══ FRAGMENTO SELECCIONADO

Estamos ya en el segundo domingo de Cuaresma. La Iglesia, en el evangelio de hoy, nos invita a subir al monte Tabor para contemplar a Cristo transfigurado (Lc 9,28-36). La liturgia nos ofrece esto como una pequeña muestra de la gloria que esperamos alcanzar en la Pascua al llenarnos de la luz de la Resurrección. Se trata, pudiéramos decir, de un aliento en nuestra subida hacia Jerusalén, un adelanto de lo que preparamos durante este tiempo de Cuaresma, un anuncio de la gloria del Resucitado. Cristo nos transformará como Él y nos hará también a nosotros hijos de Dios por medio del Bautismo, cuyas promesas renovaremos en la noche de la Vigilia Pascual encendiendo la luz del Cirio Pascual que ilumina nuestro diario andar para no despistarnos y poder alcanzar la gloria celestial. En este camino cuaresmal, apoyados en la oración, firmes en el Señor, crecemos y esperamos alcanzar esta patria celestial donde todo será luz. Para todas las culturas de la antigüedad, incluida por supuesto la judía, la luz, el deslumbre, el resplandor, eran de suma importancia para explicar la grandeza de la divinidad. Debemos, para entender esto, trasladarnos a un mundo en donde no había la luz artificial que ahora el hombre puede producir y que todas las actividades se veían reducidas a las horas en que la luz natural iluminaba.

════
══ INFORMACIÓN EXTRAÍDA

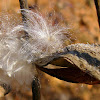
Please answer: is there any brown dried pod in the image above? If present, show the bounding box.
[36,43,100,85]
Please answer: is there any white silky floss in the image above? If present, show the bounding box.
[0,10,67,90]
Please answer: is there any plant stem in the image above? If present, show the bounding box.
[94,0,100,28]
[19,0,40,100]
[32,76,41,100]
[19,0,28,22]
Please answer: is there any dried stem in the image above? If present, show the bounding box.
[19,0,40,100]
[94,0,100,28]
[32,77,41,100]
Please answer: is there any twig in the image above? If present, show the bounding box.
[19,0,28,22]
[19,0,40,100]
[94,0,100,28]
[32,77,41,100]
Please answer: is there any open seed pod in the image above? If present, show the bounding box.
[36,43,100,85]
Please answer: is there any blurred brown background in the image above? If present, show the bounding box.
[0,0,100,100]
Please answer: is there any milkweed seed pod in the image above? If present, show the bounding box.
[36,43,100,84]
[0,10,67,89]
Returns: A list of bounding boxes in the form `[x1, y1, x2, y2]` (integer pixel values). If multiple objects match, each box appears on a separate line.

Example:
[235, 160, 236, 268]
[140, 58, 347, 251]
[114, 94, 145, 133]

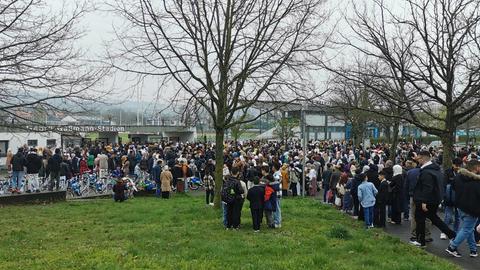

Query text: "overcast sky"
[46, 0, 402, 110]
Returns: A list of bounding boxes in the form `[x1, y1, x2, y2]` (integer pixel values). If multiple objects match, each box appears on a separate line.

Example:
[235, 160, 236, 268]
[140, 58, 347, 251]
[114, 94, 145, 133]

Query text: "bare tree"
[0, 0, 106, 128]
[109, 0, 327, 207]
[332, 0, 480, 168]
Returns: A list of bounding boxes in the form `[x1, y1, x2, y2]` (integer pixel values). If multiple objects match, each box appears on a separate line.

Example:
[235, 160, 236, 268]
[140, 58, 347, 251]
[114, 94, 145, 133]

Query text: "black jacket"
[413, 163, 443, 205]
[12, 152, 27, 172]
[27, 153, 42, 174]
[376, 180, 391, 205]
[366, 164, 378, 189]
[350, 173, 365, 199]
[455, 169, 480, 217]
[47, 154, 63, 174]
[247, 186, 265, 209]
[390, 174, 405, 197]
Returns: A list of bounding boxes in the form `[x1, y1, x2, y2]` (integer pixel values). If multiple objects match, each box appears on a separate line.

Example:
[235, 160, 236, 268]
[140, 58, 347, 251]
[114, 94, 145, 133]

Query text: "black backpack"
[221, 181, 237, 204]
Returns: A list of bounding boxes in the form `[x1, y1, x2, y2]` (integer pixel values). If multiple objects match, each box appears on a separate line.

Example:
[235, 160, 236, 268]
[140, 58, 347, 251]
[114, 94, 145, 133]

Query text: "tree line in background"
[0, 0, 480, 206]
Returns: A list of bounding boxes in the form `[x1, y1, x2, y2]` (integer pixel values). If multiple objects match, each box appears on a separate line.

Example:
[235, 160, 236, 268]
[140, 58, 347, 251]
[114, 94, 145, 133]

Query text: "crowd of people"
[215, 139, 480, 257]
[3, 138, 480, 257]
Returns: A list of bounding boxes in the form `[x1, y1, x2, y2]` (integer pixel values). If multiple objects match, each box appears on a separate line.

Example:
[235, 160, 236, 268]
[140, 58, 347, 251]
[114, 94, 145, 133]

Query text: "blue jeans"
[155, 182, 162, 197]
[273, 198, 282, 226]
[450, 209, 478, 252]
[403, 195, 413, 219]
[12, 171, 25, 189]
[222, 202, 228, 228]
[363, 206, 373, 227]
[443, 206, 460, 232]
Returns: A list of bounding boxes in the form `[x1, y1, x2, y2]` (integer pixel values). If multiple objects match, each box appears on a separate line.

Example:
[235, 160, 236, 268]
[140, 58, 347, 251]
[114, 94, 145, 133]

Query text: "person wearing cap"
[411, 151, 456, 248]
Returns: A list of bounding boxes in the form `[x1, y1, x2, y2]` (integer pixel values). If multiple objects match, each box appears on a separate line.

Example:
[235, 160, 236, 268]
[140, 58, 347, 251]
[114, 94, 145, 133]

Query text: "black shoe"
[445, 246, 462, 258]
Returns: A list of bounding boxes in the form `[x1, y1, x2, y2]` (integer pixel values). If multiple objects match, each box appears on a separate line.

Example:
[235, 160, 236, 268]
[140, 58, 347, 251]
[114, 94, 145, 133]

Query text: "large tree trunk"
[214, 128, 225, 209]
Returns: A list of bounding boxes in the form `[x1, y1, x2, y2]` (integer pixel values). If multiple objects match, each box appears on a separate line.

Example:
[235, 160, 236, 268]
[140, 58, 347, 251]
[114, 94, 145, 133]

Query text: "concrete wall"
[0, 132, 62, 166]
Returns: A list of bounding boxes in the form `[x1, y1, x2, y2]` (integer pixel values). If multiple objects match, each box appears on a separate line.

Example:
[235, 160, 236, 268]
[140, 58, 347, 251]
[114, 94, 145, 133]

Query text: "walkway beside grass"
[0, 196, 460, 270]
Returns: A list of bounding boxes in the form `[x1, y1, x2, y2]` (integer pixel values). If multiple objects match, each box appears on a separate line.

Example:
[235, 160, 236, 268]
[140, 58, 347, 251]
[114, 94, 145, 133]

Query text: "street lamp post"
[301, 104, 308, 197]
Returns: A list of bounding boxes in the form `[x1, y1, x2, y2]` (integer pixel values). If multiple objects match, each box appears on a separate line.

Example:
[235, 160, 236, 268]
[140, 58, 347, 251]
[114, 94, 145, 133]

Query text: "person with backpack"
[440, 158, 463, 240]
[289, 163, 300, 197]
[411, 151, 456, 248]
[247, 176, 265, 232]
[203, 167, 215, 206]
[11, 148, 27, 193]
[222, 167, 244, 230]
[25, 148, 42, 193]
[445, 159, 480, 258]
[152, 160, 162, 197]
[47, 148, 63, 191]
[357, 171, 378, 229]
[269, 163, 282, 228]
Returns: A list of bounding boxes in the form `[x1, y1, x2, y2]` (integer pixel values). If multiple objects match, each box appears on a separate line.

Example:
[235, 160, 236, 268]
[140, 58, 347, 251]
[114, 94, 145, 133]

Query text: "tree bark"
[214, 128, 225, 209]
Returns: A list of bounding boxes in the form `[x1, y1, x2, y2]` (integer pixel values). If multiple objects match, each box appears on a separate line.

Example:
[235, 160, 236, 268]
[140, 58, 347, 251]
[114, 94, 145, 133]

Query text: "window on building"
[47, 139, 57, 148]
[0, 141, 8, 157]
[27, 140, 38, 147]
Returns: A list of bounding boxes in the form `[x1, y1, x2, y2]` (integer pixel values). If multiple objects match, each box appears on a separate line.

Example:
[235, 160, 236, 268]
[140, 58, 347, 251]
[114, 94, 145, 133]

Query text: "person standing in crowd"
[440, 158, 463, 240]
[350, 168, 365, 218]
[411, 151, 456, 248]
[390, 165, 404, 225]
[11, 148, 27, 193]
[405, 157, 433, 242]
[280, 163, 290, 197]
[152, 160, 162, 197]
[374, 170, 390, 228]
[160, 165, 173, 199]
[269, 163, 282, 228]
[98, 151, 108, 179]
[288, 163, 300, 197]
[222, 167, 244, 230]
[113, 179, 128, 202]
[247, 177, 265, 232]
[203, 167, 215, 206]
[322, 163, 332, 203]
[26, 148, 42, 192]
[446, 160, 480, 258]
[328, 165, 342, 204]
[87, 150, 95, 171]
[47, 148, 63, 191]
[358, 175, 378, 229]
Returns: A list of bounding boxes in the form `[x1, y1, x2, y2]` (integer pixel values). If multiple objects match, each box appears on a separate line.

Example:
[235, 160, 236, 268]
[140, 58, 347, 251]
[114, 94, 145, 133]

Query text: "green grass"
[0, 196, 457, 270]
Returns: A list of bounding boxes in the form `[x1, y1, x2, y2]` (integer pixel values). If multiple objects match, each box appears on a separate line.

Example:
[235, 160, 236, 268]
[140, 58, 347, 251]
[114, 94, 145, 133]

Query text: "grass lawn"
[0, 196, 457, 270]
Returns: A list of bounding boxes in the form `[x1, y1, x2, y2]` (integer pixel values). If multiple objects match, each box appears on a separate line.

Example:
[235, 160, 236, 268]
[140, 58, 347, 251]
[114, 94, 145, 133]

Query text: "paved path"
[385, 219, 480, 270]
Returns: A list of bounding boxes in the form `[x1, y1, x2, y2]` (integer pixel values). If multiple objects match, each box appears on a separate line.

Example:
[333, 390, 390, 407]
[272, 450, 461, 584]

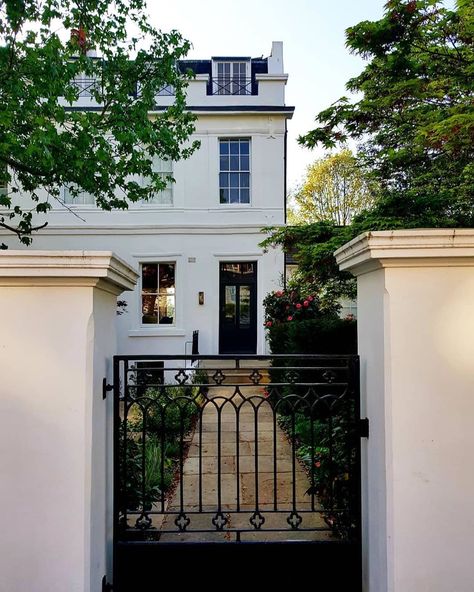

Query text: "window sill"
[128, 327, 186, 337]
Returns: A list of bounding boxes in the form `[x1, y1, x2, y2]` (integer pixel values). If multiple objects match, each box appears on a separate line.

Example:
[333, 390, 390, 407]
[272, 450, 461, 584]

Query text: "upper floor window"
[219, 138, 250, 204]
[72, 74, 101, 98]
[0, 164, 8, 195]
[63, 185, 95, 206]
[212, 62, 252, 95]
[142, 156, 173, 205]
[141, 263, 176, 325]
[156, 84, 175, 97]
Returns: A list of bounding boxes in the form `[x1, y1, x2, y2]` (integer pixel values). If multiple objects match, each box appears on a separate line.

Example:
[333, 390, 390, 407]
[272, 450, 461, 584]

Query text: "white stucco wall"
[336, 230, 474, 592]
[0, 42, 292, 354]
[0, 252, 136, 592]
[0, 113, 286, 354]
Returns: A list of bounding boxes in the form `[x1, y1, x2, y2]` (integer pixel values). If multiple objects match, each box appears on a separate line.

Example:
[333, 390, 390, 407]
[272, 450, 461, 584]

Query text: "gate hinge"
[359, 417, 369, 438]
[102, 378, 114, 399]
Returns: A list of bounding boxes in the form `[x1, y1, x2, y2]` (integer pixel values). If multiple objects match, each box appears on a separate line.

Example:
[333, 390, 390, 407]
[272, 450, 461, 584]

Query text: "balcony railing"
[210, 76, 252, 95]
[72, 78, 100, 97]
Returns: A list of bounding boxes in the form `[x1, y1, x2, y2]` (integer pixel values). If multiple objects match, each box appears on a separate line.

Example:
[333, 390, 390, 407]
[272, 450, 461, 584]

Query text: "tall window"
[0, 164, 8, 195]
[141, 263, 176, 325]
[219, 138, 250, 203]
[214, 62, 252, 95]
[64, 186, 95, 206]
[142, 156, 173, 205]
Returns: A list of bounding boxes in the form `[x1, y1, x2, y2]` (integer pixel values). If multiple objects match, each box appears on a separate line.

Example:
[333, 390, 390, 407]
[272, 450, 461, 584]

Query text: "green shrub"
[119, 385, 200, 512]
[267, 316, 357, 354]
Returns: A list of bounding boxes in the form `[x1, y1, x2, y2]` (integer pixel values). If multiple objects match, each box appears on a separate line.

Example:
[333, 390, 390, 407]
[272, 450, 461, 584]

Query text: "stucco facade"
[2, 42, 293, 354]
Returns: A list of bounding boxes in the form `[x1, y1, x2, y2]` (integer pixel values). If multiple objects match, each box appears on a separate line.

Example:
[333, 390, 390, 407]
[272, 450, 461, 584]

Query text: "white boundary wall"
[0, 251, 137, 592]
[336, 229, 474, 592]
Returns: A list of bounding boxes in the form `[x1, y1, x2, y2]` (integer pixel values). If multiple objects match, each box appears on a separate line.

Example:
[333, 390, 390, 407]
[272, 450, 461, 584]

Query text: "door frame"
[217, 257, 259, 354]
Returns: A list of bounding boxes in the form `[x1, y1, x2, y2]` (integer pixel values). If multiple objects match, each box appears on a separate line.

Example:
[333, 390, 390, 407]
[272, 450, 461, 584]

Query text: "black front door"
[219, 261, 257, 354]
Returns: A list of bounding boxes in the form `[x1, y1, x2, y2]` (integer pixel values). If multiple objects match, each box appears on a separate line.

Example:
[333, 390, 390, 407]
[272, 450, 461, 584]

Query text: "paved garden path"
[161, 384, 329, 541]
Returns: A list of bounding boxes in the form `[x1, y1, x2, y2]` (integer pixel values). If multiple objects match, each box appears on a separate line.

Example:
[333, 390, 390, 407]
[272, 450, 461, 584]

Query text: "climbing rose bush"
[263, 289, 322, 329]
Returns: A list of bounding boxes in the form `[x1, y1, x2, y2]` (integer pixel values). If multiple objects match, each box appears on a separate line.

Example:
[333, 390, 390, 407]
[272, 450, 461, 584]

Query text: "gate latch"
[102, 378, 114, 399]
[359, 417, 369, 438]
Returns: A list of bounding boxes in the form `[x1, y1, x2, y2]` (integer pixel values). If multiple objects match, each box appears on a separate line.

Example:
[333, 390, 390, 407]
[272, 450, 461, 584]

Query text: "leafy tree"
[0, 0, 200, 247]
[288, 149, 375, 226]
[262, 0, 474, 293]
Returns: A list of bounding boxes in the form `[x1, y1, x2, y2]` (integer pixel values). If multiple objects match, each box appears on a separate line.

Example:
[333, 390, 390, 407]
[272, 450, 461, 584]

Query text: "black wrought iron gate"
[114, 355, 361, 592]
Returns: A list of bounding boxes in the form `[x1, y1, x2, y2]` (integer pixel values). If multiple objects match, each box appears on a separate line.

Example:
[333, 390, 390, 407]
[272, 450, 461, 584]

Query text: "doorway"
[219, 261, 257, 354]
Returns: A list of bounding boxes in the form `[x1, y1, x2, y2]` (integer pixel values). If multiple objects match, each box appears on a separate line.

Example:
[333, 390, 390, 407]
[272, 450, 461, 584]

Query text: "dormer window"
[212, 60, 252, 95]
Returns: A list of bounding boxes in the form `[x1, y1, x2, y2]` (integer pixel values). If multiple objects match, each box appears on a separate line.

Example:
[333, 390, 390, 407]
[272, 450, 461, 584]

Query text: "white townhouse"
[2, 42, 294, 354]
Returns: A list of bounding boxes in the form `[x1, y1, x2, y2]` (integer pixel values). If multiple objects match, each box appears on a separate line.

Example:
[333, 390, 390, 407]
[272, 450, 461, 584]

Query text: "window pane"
[219, 173, 229, 189]
[240, 173, 250, 187]
[224, 286, 237, 323]
[142, 263, 158, 292]
[142, 295, 158, 325]
[221, 263, 254, 275]
[240, 140, 250, 154]
[159, 294, 175, 325]
[160, 263, 174, 293]
[239, 286, 250, 326]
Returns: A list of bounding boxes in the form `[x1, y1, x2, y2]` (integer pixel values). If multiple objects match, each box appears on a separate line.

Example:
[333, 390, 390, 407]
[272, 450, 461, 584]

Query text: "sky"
[148, 0, 385, 191]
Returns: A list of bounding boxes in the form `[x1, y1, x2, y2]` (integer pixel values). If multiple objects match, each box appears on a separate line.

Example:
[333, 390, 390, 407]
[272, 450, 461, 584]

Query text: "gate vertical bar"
[347, 356, 362, 586]
[112, 356, 120, 589]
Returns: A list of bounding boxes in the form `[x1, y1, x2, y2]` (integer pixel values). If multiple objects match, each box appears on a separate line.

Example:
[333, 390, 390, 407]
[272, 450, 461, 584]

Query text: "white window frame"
[62, 185, 97, 208]
[217, 135, 252, 208]
[140, 156, 175, 208]
[142, 258, 178, 331]
[212, 58, 252, 96]
[0, 165, 8, 195]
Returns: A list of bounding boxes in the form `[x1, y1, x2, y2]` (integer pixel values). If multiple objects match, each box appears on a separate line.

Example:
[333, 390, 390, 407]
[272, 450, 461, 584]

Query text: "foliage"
[119, 385, 202, 511]
[301, 0, 474, 227]
[262, 0, 474, 295]
[288, 149, 376, 226]
[279, 410, 357, 538]
[0, 0, 197, 248]
[263, 285, 337, 329]
[268, 316, 357, 354]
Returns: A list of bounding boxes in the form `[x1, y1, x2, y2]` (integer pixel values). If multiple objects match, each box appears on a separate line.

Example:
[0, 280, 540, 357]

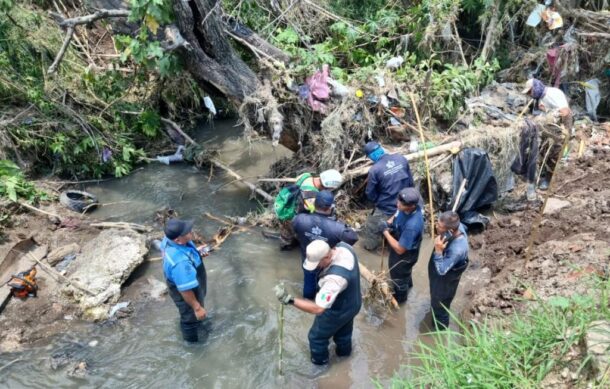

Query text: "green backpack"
[273, 173, 311, 221]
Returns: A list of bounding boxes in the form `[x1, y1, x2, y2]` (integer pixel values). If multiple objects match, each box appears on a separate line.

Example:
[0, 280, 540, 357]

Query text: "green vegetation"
[0, 160, 47, 202]
[392, 279, 610, 388]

════

• [PROBLEMA PLANTEADO] Prosigue la reflexión sobre la Transfiguración desde su última oración.

• [RESPUESTA]
La luz, el deslumbre, el resplandor, dejaban por así decir, a la gente con los ojos cuadrados y, en el lenguaje cultual de Israel se entendía esto como la presencia de Dios. El salmista hace eco de este pensar en el salmo 26 [27] que hoy tenemos por salmo responsorial: «El Señor es mi luz y mi salvación». No podemos, en nuestro camino cuaresmal, vivir una fe entre algodones y medio oscurita, en donde no se vea el resplandor de la gloria de Dios y el montón de cosas que en nosotros tenemos que cambiar. Sin demasiadas exigencias la cuaresma se hace un ratito de entretención en algo diferente en el que hasta puede haber la tentación que quedarse quedar instalados entre prácticas penitenciales y ejercicios cuaresmales. Y es que, con frecuencia, optamos por el camino fácil que es solamente el oír y hacer. Quisiéramos vivir en un permanente estado de felicidad y de ensueño que no comprometa mucho, como Pedro, que quería quedarse instalado en el gozo de ver la transfiguración. Jesús, que siempre nos devuelve a la realidad, se transfigura, no para quedarse allí así, sino para que comprendamos que la fidelidad a Dios, el descubrimiento y el anhelo de su gloria, no están exentos de sufrimiento, de sacrificio, de pruebas o negación de uno mismo y que todo esto es también parte fundamental de la cuaresma para alcanzar la luz pascual.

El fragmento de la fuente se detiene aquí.